Quoted passage
HAMPDEN, Maine — Three officials from the Maine Center for Disease Control and Prevention were in town this week to provide an update on the center’s effort to determine if a local neighborhood has a higher-than-normal cancer rate and, if so, why.
Town councilors voted in October of last year to ask the Maine Center for Disease Control and Prevention to investigate concerns expressed by resident Jim Barrows about what he believes is a higher-than-normal rate of cancer on a roughly mile-long stretch of Coldbrook Road, near the former Pine Tree Landfill.
Barrows said he has three different types of cancer and several members of his family also have been diagnosed with cancer. He first brought the matter to the attention of town officials in July 2002. Despite their efforts to get answers, neither he nor the town saw anything much in the way of a response until last fall.
Barrows said last fall that he knew of 15 people with some form of cancer residing, or who formerly resided, on the section of Coldbrook Road that runs from H.O. Bouchard Inc. to Coldbrook Equestrian. There are 20 households within that span, he said. Nearby are the now closed Pine Tree landfill and several large transportation companies.

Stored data
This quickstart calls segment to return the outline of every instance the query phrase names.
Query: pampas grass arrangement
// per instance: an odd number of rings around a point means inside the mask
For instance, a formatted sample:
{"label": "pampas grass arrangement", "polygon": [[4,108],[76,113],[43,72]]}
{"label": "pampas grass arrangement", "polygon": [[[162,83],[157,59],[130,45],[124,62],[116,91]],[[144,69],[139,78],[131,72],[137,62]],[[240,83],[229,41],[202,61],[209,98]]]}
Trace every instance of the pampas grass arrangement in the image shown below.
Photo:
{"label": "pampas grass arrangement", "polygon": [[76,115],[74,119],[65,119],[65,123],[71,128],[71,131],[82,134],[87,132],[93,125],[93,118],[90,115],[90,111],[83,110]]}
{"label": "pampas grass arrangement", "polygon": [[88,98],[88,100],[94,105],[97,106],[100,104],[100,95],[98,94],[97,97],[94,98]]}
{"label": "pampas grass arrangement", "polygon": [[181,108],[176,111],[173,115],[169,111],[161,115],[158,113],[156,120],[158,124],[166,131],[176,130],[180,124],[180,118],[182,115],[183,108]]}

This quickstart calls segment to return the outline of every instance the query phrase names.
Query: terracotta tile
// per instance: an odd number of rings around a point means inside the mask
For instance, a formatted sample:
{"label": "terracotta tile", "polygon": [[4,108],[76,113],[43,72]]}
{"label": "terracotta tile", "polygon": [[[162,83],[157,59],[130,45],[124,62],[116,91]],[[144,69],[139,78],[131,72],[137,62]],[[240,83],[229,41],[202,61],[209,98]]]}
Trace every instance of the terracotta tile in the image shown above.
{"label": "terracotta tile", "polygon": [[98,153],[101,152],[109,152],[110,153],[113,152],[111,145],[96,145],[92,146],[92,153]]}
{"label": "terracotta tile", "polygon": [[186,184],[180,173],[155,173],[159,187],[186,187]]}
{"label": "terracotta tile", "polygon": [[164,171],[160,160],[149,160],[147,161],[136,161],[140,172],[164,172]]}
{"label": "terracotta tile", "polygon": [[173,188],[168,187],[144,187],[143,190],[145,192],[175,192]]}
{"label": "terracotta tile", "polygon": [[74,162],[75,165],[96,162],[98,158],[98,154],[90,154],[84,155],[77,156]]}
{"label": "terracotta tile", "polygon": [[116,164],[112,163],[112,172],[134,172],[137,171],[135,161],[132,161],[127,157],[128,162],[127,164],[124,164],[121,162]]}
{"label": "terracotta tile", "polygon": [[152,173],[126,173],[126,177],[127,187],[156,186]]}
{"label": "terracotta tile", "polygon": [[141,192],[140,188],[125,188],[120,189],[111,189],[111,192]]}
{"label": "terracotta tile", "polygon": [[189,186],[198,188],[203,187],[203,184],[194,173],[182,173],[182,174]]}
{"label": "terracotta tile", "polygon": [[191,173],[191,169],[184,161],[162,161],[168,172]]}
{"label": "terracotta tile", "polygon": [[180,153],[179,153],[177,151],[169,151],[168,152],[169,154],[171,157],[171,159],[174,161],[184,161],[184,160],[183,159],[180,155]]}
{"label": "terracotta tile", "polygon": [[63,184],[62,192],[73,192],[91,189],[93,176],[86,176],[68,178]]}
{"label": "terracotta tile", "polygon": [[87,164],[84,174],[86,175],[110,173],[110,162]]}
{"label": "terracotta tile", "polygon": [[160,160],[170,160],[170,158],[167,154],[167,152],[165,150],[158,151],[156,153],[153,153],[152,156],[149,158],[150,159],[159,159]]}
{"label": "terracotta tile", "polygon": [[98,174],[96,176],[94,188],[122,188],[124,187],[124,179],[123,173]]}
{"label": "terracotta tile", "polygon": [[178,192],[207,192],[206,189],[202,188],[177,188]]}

Apply what you read
1. In the article on the Hampden cancer inquiry, reproduce word for word the passage that begins with the words containing "HAMPDEN, Maine —" and ends with "if so, why.".
2. According to the article on the Hampden cancer inquiry, how many households are within the stretch of Coldbrook Road that Barrows described?

Numbered responses
1.
HAMPDEN, Maine — Three officials from the Maine Center for Disease Control and Prevention were in town this week to provide an update on the center’s effort to determine if a local neighborhood has a higher-than-normal cancer rate and, if so, why.

2. 20 households.